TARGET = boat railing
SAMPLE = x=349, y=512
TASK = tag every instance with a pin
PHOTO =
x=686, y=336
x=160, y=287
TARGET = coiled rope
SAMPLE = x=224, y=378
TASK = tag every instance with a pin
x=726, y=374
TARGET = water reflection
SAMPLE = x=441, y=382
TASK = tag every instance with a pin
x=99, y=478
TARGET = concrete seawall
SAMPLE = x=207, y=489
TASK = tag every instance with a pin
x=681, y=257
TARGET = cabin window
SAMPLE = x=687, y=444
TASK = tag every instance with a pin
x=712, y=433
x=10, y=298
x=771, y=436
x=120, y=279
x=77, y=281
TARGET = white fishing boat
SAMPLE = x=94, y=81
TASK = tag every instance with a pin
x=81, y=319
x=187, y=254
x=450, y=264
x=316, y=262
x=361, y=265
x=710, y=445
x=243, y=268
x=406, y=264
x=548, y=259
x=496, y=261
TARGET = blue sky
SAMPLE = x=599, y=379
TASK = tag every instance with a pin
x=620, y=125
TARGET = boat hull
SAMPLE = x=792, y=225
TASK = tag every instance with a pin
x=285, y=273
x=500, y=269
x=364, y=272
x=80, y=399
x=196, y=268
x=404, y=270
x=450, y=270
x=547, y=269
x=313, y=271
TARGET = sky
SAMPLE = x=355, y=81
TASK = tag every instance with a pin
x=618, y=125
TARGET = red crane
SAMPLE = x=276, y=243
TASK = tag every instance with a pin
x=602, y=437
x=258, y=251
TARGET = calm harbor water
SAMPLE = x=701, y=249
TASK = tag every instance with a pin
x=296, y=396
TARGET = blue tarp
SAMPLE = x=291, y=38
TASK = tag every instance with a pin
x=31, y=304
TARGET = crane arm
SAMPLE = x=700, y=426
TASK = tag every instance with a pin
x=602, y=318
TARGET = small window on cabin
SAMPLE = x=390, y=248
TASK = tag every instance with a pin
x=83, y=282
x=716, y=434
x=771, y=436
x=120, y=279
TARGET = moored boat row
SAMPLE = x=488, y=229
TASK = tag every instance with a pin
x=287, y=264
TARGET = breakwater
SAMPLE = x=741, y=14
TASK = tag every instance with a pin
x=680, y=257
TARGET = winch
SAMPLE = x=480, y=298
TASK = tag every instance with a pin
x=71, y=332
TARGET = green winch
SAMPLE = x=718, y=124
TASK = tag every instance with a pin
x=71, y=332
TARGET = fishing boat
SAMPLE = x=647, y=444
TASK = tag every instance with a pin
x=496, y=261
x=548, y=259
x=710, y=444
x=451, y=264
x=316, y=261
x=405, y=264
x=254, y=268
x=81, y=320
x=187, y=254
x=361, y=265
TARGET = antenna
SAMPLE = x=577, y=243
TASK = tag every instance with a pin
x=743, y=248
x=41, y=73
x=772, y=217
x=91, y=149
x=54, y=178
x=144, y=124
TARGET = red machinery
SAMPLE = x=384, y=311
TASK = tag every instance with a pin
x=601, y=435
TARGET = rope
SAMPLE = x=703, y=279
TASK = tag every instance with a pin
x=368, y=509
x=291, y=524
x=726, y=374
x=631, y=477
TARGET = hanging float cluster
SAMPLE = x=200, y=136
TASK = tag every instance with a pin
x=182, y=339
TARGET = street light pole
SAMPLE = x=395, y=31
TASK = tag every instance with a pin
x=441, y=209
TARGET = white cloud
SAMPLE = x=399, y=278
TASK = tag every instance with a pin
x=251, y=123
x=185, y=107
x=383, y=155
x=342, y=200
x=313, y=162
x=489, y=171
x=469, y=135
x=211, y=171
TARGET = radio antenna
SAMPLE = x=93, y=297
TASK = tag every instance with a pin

• What you need to do: Format each line of the records above as a JSON list of strings, with one string per line and blank lines omitted.

• Exercise response:
[
  "TARGET = boat railing",
  "SAMPLE = x=349, y=512",
  "TASK = tag every instance with a pin",
  "PHOTO =",
  "x=686, y=336",
  "x=160, y=287",
  "TARGET = coiled rope",
  "SAMPLE = x=224, y=378",
  "TASK = tag every instance with a pin",
  "x=726, y=374",
  "TARGET = water reflection",
  "SAMPLE = x=441, y=382",
  "TASK = tag every instance with a pin",
  "x=99, y=478",
  "TARGET = concrete seawall",
  "SAMPLE = x=207, y=489",
  "TASK = tag every instance with a pin",
  "x=681, y=257",
  "TARGET = cabin window",
  "SAMPLE = x=687, y=444",
  "TASK = tag every instance with a pin",
  "x=712, y=433",
  "x=10, y=298",
  "x=771, y=436",
  "x=120, y=279",
  "x=77, y=281",
  "TARGET = white fishing boat",
  "SAMPLE = x=94, y=81",
  "TASK = tag every instance with a pin",
  "x=81, y=319",
  "x=187, y=254",
  "x=450, y=264",
  "x=316, y=262",
  "x=361, y=265",
  "x=710, y=445",
  "x=243, y=268",
  "x=406, y=264",
  "x=548, y=259",
  "x=496, y=261",
  "TARGET = blue sky",
  "SAMPLE = x=599, y=379",
  "TASK = tag every instance with a pin",
  "x=620, y=125",
  "TARGET = boat hull",
  "SAMPLE = x=792, y=225",
  "TASK = tag every instance with a pin",
  "x=285, y=273",
  "x=500, y=269",
  "x=364, y=272",
  "x=80, y=399",
  "x=196, y=268",
  "x=404, y=270",
  "x=450, y=270",
  "x=547, y=269",
  "x=313, y=271",
  "TARGET = sky",
  "SAMPLE = x=355, y=81",
  "TASK = tag every instance with a pin",
  "x=618, y=125",
  "TARGET = red crane",
  "SAMPLE = x=276, y=243",
  "TASK = tag every instance with a pin",
  "x=602, y=437",
  "x=258, y=251",
  "TARGET = calm harbor water",
  "SAMPLE = x=701, y=249",
  "TASK = tag every instance with a pin",
  "x=296, y=396",
  "TARGET = blue tarp",
  "SAMPLE = x=291, y=38",
  "TASK = tag every instance with a pin",
  "x=31, y=304",
  "TARGET = crane arm",
  "SAMPLE = x=700, y=426",
  "TASK = tag every instance with a pin",
  "x=602, y=318",
  "TARGET = small window on cabin",
  "SAMPLE = x=390, y=248",
  "TASK = tag every instance with a pin",
  "x=83, y=282",
  "x=716, y=434",
  "x=771, y=436",
  "x=120, y=279",
  "TARGET = moored boat row",
  "SAMPLE = x=488, y=229",
  "TASK = tag every instance with a pin",
  "x=287, y=264",
  "TARGET = breakwater",
  "SAMPLE = x=741, y=14",
  "TASK = tag every instance with a pin",
  "x=680, y=257",
  "TARGET = winch",
  "SAMPLE = x=480, y=298",
  "TASK = tag every instance with a pin",
  "x=71, y=332",
  "TARGET = green winch",
  "SAMPLE = x=718, y=124",
  "TASK = tag every instance with a pin",
  "x=71, y=332",
  "TARGET = fishing boat",
  "SAMPLE = x=647, y=444",
  "TASK = tag every instance with a pin",
  "x=496, y=261",
  "x=548, y=259",
  "x=710, y=444",
  "x=451, y=264",
  "x=316, y=261",
  "x=405, y=264",
  "x=254, y=268",
  "x=81, y=320",
  "x=187, y=254",
  "x=361, y=265",
  "TARGET = antenna",
  "SAMPLE = x=577, y=243",
  "TASK = tag every instance with a pin",
  "x=743, y=248",
  "x=41, y=73",
  "x=772, y=217",
  "x=91, y=149",
  "x=54, y=178",
  "x=144, y=124",
  "TARGET = red machinery",
  "SAMPLE = x=384, y=311",
  "TASK = tag every instance with a pin",
  "x=601, y=435",
  "TARGET = rope",
  "SAMPLE = x=703, y=279",
  "TASK = tag every instance with a pin",
  "x=368, y=509",
  "x=291, y=524",
  "x=726, y=374",
  "x=631, y=477",
  "TARGET = hanging float cluster",
  "SAMPLE = x=200, y=136",
  "TASK = tag every instance with a pin",
  "x=182, y=339",
  "TARGET = street light pole",
  "SAMPLE = x=395, y=31",
  "TASK = tag every instance with a pin",
  "x=441, y=209",
  "TARGET = white cloud",
  "SAMPLE = x=399, y=278",
  "TASK = tag every instance with a pin",
  "x=251, y=123",
  "x=185, y=107",
  "x=383, y=155",
  "x=342, y=200",
  "x=313, y=162",
  "x=489, y=171",
  "x=469, y=135",
  "x=211, y=171",
  "TARGET = radio antenna",
  "SAMPLE = x=93, y=297",
  "TASK = tag every instance with a pin"
]